Figure 5. — Effect of the knockdown of ubiquitin-E2 ligases on neuroserpin levels in HeLa cells. HeLa cells were induced with 2 µg/ml doxycycline and transfected with ubiquitin-E2 ligase (UBE2) siRNA for 2 days. Depletion of UBE2j1, UBE2j2 or UBE2g2 did not affect the level of wild-type neuroserpin as assessed by western blot analysis and associated densitometry (hatched histogram) (A) and by ELISA against total neuroserpin (C). In contrast, the depletion of UBE2j1 results in an increase in neuroserpin polymers in cells expressing G392E neuroserpin as observed by western blot analysis and densitometry (B) and by ELISA (D). Silencing of UBE2g2 resulted in a slight increase in neuroserpin levels that was only statically different in ELISA (D). UBE2j2 silencing leads to a decrease in neuroserpin polymer level in HeLa cells as seen by western blot analysis (B) and ELISA (D). In cells expressing Δ neuroserpin silencing both UBE2j1 and UBE2j2 result in an increase in neuroserpin levels, whereas the depletion of UBE2j2 has no effect (E). n = 4 independent repeats for each cell line. *P < 0.05.

Since we demonstrated that the UPR is not activated in FENIB (19), we investigated the activation of alternative pathways that could lead to the activation of ERAD.

Transcriptional analysis of cells expressing polymers of neuroserpin reveals upregulation of the cholesterol biosynthetic pathway

In order to identify signals initiated by the polymerization of neuroserpin within the ER, we next used oligonucleotide microarrays to perform a transcriptional analysis of cells expressing wild-type, G392E or Δ neuroserpin. Treatment of Tet-On cells with 2 µg/ml of doxycycline increased the level of wild-type neuroserpin mRNA by 3.75 log-fold, G392E neuroserpin by 3.53 log-fold and Δ neuroserpin by 5.24-log fold (GEO accession number: GSE46230, and full analysis on Supplementary Material, Fig. S2). Gene Set Enrichment analysis (27) was performed on the normalized gene expression values for each cell line (see Materials and Methods). Fifty-four pathways were upregulated when wild-type neuroserpin was expressed (Supplementary Material, Table S1), while 70 pathways were upregulated following the expression of G392E neuroserpin (Supplementary Material, Table S2). No pathways were upregulated with a FDR ≤ 0.25 following expression of Delta neuroserpin. Unique pathway analysis of the G392E neuroserpin cell line revealed the cholesterol biosynthetic pathway to be modulated. This has previously been linked with the responses to ER dysfunction and to ERAD (28–30). Since most genes of this pathway were upregulated in cells expressing G392E neuroserpin but not in cells expressing the wild-type or Δ neuroserpin, we chose to examine this response further (Fig. 6).

Figure 6. — Whole genome and gene set enrichment analysis of cells expressing mutants of neuroserpin show an upregulation of the cholesterol pathway when polymers are expressed. Fold changes representation in the cholesterol biosynthesis pathway of cells expressing wild-type, G392E or Δ neuroserpin based on the microarray analysis (GEO number GSE46230) followed by a Gene Set Enrichment analysis (27).

Data for analysis:
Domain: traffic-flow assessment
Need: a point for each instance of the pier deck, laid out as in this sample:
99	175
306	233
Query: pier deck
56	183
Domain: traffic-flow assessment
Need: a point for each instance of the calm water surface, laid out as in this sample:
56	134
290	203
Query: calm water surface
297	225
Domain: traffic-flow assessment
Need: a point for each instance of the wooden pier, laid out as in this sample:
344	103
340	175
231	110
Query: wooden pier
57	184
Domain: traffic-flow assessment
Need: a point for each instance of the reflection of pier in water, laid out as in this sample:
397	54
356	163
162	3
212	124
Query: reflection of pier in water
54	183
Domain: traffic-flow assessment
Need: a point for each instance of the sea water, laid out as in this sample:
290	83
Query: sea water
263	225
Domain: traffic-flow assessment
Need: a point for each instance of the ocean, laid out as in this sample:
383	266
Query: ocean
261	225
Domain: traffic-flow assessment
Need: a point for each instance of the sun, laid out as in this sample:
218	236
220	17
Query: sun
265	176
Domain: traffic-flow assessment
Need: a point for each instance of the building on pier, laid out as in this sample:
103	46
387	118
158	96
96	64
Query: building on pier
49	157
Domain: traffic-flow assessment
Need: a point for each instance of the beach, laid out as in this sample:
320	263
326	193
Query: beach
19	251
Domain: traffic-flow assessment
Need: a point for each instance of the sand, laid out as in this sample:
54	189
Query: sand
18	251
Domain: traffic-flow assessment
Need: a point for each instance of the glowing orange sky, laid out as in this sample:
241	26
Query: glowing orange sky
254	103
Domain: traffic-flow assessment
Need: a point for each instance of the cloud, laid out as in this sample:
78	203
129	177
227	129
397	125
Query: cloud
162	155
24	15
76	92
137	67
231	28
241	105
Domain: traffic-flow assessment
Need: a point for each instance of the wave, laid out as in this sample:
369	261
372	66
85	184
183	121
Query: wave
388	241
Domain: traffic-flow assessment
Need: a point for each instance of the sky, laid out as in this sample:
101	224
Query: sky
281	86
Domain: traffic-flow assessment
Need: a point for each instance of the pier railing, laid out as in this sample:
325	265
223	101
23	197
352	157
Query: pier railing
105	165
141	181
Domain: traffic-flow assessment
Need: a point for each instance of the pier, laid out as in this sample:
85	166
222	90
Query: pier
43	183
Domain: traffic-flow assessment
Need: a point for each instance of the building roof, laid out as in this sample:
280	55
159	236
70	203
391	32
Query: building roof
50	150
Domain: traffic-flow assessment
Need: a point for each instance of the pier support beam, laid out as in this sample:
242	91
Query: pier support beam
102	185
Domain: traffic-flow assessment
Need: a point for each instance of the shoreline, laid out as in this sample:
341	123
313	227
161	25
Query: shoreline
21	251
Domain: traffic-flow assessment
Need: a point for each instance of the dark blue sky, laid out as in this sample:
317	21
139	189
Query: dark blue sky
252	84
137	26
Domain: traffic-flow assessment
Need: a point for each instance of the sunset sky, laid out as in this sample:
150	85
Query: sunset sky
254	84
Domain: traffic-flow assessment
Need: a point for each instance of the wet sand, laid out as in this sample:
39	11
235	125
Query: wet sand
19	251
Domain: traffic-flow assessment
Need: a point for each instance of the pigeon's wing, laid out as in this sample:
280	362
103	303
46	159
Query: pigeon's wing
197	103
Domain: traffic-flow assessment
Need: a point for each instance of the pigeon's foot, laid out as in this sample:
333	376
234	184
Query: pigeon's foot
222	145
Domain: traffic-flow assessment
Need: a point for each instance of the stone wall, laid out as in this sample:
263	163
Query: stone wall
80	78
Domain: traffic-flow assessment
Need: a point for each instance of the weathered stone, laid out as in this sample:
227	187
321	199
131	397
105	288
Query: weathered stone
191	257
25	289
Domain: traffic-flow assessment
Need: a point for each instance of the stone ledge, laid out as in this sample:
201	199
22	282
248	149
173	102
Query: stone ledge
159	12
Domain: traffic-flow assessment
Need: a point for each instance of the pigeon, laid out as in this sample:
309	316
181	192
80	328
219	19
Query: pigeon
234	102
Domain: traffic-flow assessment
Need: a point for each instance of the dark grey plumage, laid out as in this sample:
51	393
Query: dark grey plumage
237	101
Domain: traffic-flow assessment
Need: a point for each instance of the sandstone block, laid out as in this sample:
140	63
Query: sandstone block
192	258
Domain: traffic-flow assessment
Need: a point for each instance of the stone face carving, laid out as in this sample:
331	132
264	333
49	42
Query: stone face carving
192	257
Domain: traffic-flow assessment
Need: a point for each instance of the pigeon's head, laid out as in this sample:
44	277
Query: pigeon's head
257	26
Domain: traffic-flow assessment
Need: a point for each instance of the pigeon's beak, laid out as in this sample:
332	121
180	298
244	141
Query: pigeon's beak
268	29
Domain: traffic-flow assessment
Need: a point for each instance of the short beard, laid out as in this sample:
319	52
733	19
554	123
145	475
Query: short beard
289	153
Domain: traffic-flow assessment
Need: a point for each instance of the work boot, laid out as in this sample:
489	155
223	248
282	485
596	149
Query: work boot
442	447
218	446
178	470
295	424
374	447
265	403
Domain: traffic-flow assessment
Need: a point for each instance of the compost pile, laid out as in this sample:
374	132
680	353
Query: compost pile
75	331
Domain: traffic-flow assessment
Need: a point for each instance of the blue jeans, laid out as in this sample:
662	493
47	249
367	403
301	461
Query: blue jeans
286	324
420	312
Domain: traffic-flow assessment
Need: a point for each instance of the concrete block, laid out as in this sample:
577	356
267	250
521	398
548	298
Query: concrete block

Instructions for the task: Repeat the passage on neuroserpin from "Since we demonstrated" to "activation of ERAD.". The records play no part in what comes next.

Answer to the problem:
Since we demonstrated that the UPR is not activated in FENIB (19), we investigated the activation of alternative pathways that could lead to the activation of ERAD.